*Provided text:*

···

A recently released Canadian study has found that authorizations to use medical cannabis for chronic pain patients correlated to a reduction in opioid use among those to whom they are prescribed. A report on the research, “Opioid use in medical cannabis authorization for adult patients from 2013 to 2018: Alberta, Canada,” was published earlier this month in the journal BMC Public Health.
In their background statement for the abstract of the study, researchers affiliated with the University of Alberta and the University of Toronto wrote that the over-prescription and widespread diversion of opioid medications has led to an epidemic of misuse and abuse in both Canada and the United States. As a result, identifying suitable medical alternatives to opioids and helping patients reduce their intake of the powerful painkillers has become a critical area of investigation.
“An increasing body of literature suggests that medical cannabis may decrease chronic pain, be a potential substitute for opioids and act as a contender for decreasing patients’ opioid usage,” the authors of the study wrote. “Known as the ‘opioid-sparing effect,’ recent studies have emphasized the analgesic properties of medical cannabis—and that concomitant use with cannabis may potentially show a significant reduction in overall reliance of opioid usage—and consequently, lead to an improved quality of life.”

···

*Stored records:*
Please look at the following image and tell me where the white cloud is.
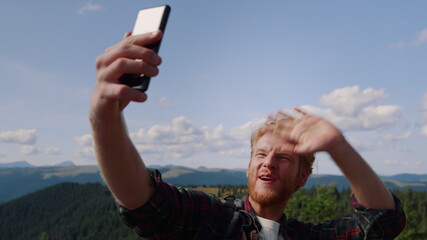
[45,146,61,155]
[21,145,39,155]
[76,146,95,159]
[130,116,262,162]
[157,97,172,107]
[359,105,403,129]
[384,159,398,165]
[77,2,102,15]
[319,86,388,115]
[0,129,37,144]
[383,132,412,141]
[414,28,427,46]
[301,105,403,130]
[421,92,427,110]
[74,134,93,147]
[388,41,406,49]
[421,125,427,137]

···

*Work to complete:*
(1) According to the article on medical cannabis and opioid use, in which journal was the report on the study published?
(2) Using the article on medical cannabis and opioid use, explain in one to three sentences why identifying medical alternatives to opioids has become a critical area of investigation.
(3) Pick up the article on medical cannabis and opioid use after its final paragraph and continue it.

*Per-task answers:*
(1) BMC Public Health.

(2) The over-prescription and widespread diversion of opioid medications have led to an epidemic of misuse and abuse in both Canada and the United States. For that reason, finding suitable alternatives and helping patients reduce their intake of these painkillers has become a critical area of investigation.

(3)
To conduct the research, the investigators assessed the relationship between the use of medical cannabis and the consumption of opioid painkillers. The investigators analyzed medical cannabis use and opioid consumption among chronic opioid users, including more than 5,300 patients authorized to use medical cannabis and a group of matched controls who did not receive medical cannabis authorizations. The researchers evaluated the study subjects’ change in weekly opioid consumption, as measured by the oral morphine equivalent (OME). Patients’ use of opioids for the 26 weeks before and 52 weeks after medical cannabis authorization was studied.
Greatest Reduction In Opioid Use Observed In High-Dose Patients
An analysis of the data found that medical cannabis authorization had mixed results on short-term opioid use. Overall, however, subjects with a medical cannabis authorization reduced their use of opioid medications at a rate greater than matched controls. The greatest reduction in use appeared to be in patients who started with a high dosage of opioids.
Among those prescribed high doses of opioids (OME > 100), there were significant reductions in opioid consumption in relation to matched controls. However, the subjects prescribed lower doses of opioids before they received an authorization for medical cannabis failed to show a statistically significant reduction in their opioid intake relative to the matched controls.
“This short-term study found that medical cannabis authorization showed intermediate effects on opioid use, which was dependent on initial opioid use,” the authors of the study wrote in their conclusion. “Greater observations of changes in OME appear to be in those patients who were on a high dosage of opioids (OME > 100); however, continued surveillance of patients utilizing both opioids and medical cannabis is warranted by clinicians to understand the long-term potential benefits and any harms of ongoing use.”
The researchers noted that the research is consistent with other studies that have shown a reduction in opioid use in relation to access to medical cannabis.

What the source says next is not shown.